Problem to work on
Quote all lines below exactly. Images stay out.

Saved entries
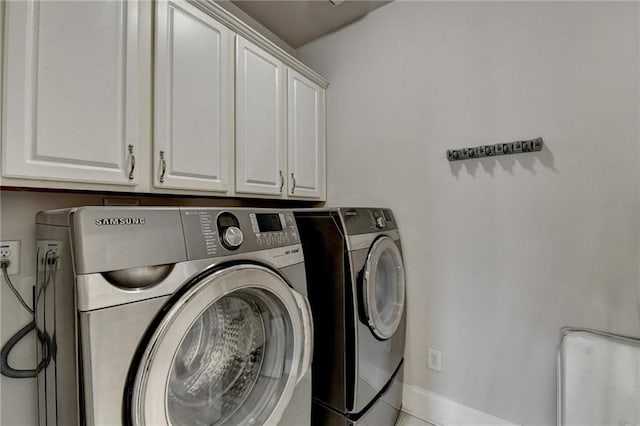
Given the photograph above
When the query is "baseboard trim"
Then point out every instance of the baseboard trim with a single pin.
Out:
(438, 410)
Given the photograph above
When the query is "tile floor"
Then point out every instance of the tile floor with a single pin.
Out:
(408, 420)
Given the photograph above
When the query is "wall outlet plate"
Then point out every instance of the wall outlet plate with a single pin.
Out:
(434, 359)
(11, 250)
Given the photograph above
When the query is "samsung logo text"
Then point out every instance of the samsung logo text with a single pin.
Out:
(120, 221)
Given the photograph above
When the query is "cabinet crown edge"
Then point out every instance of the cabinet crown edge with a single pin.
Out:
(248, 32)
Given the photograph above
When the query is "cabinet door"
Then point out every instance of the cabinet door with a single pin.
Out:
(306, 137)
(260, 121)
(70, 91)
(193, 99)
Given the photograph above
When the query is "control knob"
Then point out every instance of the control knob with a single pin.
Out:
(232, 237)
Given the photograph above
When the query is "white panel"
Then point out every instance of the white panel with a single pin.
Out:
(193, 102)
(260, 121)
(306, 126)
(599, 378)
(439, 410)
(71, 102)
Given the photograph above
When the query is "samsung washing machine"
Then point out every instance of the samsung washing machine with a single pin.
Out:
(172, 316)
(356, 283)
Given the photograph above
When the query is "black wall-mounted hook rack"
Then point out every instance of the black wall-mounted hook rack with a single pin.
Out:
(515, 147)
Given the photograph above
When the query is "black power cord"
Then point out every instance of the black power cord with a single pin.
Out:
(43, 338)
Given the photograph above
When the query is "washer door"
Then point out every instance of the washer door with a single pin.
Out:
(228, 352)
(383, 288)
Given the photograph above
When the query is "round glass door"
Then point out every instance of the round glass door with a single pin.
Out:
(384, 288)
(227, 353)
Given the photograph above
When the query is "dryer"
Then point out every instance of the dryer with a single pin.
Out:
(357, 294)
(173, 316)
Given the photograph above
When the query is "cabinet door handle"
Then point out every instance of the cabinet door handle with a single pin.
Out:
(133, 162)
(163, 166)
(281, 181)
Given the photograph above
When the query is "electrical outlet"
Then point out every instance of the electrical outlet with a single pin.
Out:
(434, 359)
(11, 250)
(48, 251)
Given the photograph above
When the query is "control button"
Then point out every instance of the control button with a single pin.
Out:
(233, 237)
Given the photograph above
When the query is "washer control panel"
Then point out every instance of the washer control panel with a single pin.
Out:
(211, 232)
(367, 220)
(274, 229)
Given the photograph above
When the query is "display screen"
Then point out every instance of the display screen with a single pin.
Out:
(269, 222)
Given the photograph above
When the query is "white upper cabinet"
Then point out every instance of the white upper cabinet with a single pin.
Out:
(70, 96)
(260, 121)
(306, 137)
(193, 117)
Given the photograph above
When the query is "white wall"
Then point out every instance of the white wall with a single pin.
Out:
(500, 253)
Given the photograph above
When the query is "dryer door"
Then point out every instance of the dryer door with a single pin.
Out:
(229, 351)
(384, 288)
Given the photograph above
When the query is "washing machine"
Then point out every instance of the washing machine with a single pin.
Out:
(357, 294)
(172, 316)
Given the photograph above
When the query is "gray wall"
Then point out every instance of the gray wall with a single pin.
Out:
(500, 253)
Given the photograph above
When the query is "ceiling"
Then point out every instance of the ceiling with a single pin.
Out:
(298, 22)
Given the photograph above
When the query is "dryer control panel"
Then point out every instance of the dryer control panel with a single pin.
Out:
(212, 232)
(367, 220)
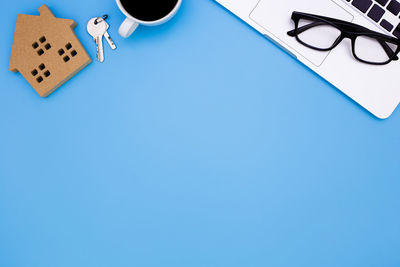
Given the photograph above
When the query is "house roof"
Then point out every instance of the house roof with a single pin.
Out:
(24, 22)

Solution for this task
Given the photograph above
When the query is "baseboard trim"
Then point out every instance of the baseboard trim with a single pin.
Out:
(438, 410)
Given the photograph above
When the query is "tile floor"
Then point out every instance of the tile floor with a single pin.
Out:
(408, 420)
Given the photograph above
When the query is "wall outlet plate"
Then point out every instance of the wall outlet plate with a single pin.
Out:
(434, 359)
(11, 250)
Given the photograph above
When the query is "samsung logo text"
Then point out every instance of the samsung logo text with a single pin.
Out:
(120, 221)
Given the photograph above
When the query is "cabinet crown edge"
Then point out every instance of the cabinet crown edge with a single pin.
Out:
(248, 32)
Given the photograph above
When the query is "cabinet door"
Then point out every instance of the cabinet door with a single pin.
Out:
(306, 137)
(260, 121)
(70, 91)
(193, 99)
Given the photograph above
When the query is "control knob"
Then point out every instance of the control knob with a single pin.
Out:
(232, 237)
Given the photograph above
When the query is "white panel"
Then point out every instance of the white panel with a single pin.
Out:
(193, 102)
(260, 121)
(306, 126)
(599, 378)
(439, 410)
(71, 102)
Given the photograph above
When the query is "samsung washing machine"
Then point out every instance of the samsung washing machine with a single pin.
Out:
(172, 316)
(356, 283)
Given the photograph above
When the query is "black wall-mounted hook rack"
Then point out every instance of the black wall-mounted hook rack with a single pin.
Out:
(515, 147)
Given the photograph above
When the query is "black power cord"
Then point out every instance of the black power cord with a single pin.
Out:
(43, 338)
Given the photograph above
When the query is "washer door"
Then point out every instance of the washer door with a single pin.
Out:
(228, 352)
(383, 288)
Given the photograph above
When the query is "round glass door"
Then point out every instance of the round glass door with a single pin.
Out:
(384, 288)
(227, 353)
Given the photograph above
When the query is "dryer"
Then point out every instance of the dryer with a single pin.
Out:
(357, 294)
(173, 316)
Given the photograph above
When the query is "cabinet door handle"
Then point out every instance of the cabinet door handle with a single pin.
Out:
(133, 162)
(163, 166)
(281, 181)
Given the photograph above
When the query is "electrical outlet"
Then point out every instance of the electrical outlet with a single pin.
Out:
(434, 359)
(11, 250)
(48, 251)
Given the photograph above
When the query is "control button"
Then point out every instance of the control button with a single pin.
Out:
(233, 237)
Given the photograph above
When the query is "washer control panel"
Then point out every instance of the washer control panel with a single pin.
Out:
(211, 232)
(367, 220)
(274, 229)
Given the photograph above
When the query is "display screen"
Then point out every instance of the display screen with a single pin.
Out:
(269, 222)
Given the photograph above
When the query is "white upper cabinet"
Then point out every instance of the white upper cabinet with a single pin.
Out:
(70, 96)
(260, 121)
(306, 137)
(193, 117)
Given the photograph above
When the query is "white wall"
Then point out every instance of the white wall with a single pin.
Out:
(500, 253)
Given the photograph above
When the query is "dryer door"
Then point out every instance of the dryer door with a single pin.
Out:
(229, 351)
(384, 288)
Given the photograph above
When the query is "washing machine"
Then point out every instance of the washing machine with a single pin.
Out:
(357, 294)
(172, 316)
Given the photograph above
When the query is "gray wall"
Then point out every instance of the gray wall with a single pin.
Out:
(500, 253)
Given the photograph above
When the query is "ceiling"
Then point out every instance of the ceiling with a single pin.
Out:
(298, 22)
Given the photograph above
When the query is "dryer control panel"
Then point out every instance of the dryer control panel with a single pin.
Out:
(212, 232)
(367, 220)
Given the photograph above
When the query is "house roof"
Then point out every instance of the house roof with a single pin.
Out:
(24, 22)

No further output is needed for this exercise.